TASK PROMPT. Find each line in the entries below that contains the word "office", and copy those lines out.

Recorded data.

-- Begin --

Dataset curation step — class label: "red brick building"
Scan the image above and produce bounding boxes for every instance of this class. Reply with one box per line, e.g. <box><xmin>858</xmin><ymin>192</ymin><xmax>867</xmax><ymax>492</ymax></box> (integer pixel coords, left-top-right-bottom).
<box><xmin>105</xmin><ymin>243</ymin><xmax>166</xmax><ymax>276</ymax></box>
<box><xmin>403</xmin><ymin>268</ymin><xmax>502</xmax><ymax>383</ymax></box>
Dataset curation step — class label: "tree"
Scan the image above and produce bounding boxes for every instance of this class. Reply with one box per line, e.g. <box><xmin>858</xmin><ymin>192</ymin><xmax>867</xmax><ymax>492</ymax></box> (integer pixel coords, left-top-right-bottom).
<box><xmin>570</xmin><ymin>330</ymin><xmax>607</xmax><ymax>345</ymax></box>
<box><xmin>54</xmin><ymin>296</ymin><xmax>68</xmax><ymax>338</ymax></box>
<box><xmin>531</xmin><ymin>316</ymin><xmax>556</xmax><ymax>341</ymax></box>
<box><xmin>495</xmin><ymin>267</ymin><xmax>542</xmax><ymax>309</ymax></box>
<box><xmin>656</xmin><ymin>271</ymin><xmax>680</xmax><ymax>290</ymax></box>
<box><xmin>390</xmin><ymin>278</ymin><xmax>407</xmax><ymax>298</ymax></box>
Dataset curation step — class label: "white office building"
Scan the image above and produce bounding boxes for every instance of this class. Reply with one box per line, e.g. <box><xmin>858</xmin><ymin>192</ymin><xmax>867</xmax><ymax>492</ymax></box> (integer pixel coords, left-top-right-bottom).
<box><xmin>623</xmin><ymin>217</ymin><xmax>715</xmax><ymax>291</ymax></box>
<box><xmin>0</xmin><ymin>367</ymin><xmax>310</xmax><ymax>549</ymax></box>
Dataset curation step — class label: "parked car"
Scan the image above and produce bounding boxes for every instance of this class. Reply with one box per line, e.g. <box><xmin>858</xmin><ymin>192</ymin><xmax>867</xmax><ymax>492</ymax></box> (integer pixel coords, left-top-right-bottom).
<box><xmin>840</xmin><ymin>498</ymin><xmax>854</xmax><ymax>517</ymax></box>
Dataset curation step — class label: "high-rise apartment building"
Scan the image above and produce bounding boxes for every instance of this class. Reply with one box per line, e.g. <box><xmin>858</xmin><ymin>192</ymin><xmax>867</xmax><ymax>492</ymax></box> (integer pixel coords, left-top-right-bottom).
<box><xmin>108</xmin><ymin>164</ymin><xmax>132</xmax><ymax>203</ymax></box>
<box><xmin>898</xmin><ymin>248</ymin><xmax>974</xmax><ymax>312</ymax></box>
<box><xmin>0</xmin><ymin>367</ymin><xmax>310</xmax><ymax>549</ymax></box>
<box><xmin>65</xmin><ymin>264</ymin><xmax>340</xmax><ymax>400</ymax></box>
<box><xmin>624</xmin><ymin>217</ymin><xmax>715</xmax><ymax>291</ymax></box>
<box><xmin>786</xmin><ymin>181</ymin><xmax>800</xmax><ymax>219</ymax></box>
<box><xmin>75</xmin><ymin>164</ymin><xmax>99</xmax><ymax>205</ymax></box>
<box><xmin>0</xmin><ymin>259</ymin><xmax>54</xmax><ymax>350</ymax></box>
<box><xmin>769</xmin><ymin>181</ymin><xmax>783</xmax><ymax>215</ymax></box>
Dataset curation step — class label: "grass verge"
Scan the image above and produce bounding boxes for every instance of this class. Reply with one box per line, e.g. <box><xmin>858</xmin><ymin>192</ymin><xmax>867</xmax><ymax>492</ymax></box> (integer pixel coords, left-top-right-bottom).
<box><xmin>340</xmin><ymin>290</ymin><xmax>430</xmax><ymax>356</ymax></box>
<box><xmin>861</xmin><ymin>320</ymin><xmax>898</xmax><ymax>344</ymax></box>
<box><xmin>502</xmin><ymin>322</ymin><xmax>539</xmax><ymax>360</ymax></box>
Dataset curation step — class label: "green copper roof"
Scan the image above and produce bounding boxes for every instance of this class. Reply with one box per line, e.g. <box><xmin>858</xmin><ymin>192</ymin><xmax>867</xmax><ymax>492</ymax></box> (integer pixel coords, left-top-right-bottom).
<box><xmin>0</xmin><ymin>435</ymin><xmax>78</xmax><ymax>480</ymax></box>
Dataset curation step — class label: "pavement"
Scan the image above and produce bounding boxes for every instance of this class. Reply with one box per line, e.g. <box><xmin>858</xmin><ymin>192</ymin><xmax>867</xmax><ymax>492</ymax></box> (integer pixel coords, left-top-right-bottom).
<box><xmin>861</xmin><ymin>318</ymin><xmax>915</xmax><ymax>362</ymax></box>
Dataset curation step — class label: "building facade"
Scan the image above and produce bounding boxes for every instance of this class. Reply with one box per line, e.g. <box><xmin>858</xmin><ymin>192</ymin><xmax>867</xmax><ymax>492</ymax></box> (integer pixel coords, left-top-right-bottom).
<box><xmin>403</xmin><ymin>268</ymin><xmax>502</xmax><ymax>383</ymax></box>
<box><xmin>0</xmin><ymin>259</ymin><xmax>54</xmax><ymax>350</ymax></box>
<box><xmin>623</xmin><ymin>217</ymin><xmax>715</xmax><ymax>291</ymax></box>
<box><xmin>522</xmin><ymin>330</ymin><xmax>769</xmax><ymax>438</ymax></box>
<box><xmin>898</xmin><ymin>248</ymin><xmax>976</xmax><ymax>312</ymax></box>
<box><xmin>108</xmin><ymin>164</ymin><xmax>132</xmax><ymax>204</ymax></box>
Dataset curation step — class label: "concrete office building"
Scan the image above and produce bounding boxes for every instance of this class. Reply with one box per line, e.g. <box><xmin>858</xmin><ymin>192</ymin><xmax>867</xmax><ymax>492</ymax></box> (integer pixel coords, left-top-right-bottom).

-- End --
-- Begin --

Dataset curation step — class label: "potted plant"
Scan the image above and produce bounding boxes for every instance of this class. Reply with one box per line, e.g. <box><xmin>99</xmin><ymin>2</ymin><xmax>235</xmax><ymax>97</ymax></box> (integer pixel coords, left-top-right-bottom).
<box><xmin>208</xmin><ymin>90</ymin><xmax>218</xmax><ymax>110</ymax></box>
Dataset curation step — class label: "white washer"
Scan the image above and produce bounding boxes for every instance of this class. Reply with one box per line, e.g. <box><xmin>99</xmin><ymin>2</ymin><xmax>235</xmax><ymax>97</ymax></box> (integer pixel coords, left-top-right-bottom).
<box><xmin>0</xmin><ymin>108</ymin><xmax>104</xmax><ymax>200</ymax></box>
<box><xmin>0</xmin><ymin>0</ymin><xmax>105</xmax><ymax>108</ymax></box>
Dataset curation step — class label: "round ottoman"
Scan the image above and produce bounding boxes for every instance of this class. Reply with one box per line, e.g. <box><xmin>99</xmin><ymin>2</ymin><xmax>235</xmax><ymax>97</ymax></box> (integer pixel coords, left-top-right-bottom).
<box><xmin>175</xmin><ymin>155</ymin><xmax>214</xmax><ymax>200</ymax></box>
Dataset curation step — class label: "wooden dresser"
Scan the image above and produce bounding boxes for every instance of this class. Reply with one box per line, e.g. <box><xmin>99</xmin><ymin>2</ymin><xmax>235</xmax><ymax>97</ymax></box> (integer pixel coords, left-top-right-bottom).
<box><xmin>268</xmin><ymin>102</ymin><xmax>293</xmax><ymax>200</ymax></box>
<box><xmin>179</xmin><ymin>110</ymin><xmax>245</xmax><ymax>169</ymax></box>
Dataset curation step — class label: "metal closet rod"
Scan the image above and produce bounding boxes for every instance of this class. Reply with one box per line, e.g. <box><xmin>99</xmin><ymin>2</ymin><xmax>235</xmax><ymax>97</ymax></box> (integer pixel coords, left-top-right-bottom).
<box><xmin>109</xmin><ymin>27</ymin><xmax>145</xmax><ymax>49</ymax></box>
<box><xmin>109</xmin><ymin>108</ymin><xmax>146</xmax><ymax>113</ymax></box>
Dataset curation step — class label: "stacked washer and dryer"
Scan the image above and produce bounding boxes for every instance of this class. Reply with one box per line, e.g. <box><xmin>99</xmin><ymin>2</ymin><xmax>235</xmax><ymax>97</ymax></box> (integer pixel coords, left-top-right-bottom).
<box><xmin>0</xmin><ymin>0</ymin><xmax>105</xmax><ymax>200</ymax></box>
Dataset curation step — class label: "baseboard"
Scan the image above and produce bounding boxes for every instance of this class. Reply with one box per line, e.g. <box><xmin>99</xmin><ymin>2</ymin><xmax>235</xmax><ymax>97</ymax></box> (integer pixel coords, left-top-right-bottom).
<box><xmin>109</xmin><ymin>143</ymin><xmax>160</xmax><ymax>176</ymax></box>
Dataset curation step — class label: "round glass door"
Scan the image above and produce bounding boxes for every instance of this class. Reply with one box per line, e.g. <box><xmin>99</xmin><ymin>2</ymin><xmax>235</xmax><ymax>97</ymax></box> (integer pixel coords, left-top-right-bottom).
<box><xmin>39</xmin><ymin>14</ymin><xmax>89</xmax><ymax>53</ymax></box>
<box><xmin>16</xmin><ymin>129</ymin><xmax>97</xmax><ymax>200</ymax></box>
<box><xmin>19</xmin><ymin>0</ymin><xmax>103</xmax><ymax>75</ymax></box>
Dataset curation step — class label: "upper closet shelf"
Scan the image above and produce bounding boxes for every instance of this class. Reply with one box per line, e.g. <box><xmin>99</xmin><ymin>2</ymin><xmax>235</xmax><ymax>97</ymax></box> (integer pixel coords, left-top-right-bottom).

-- End --

RESULT.
Dataset curation step — class label: "white office building"
Dataset curation step — class label: "concrete office building"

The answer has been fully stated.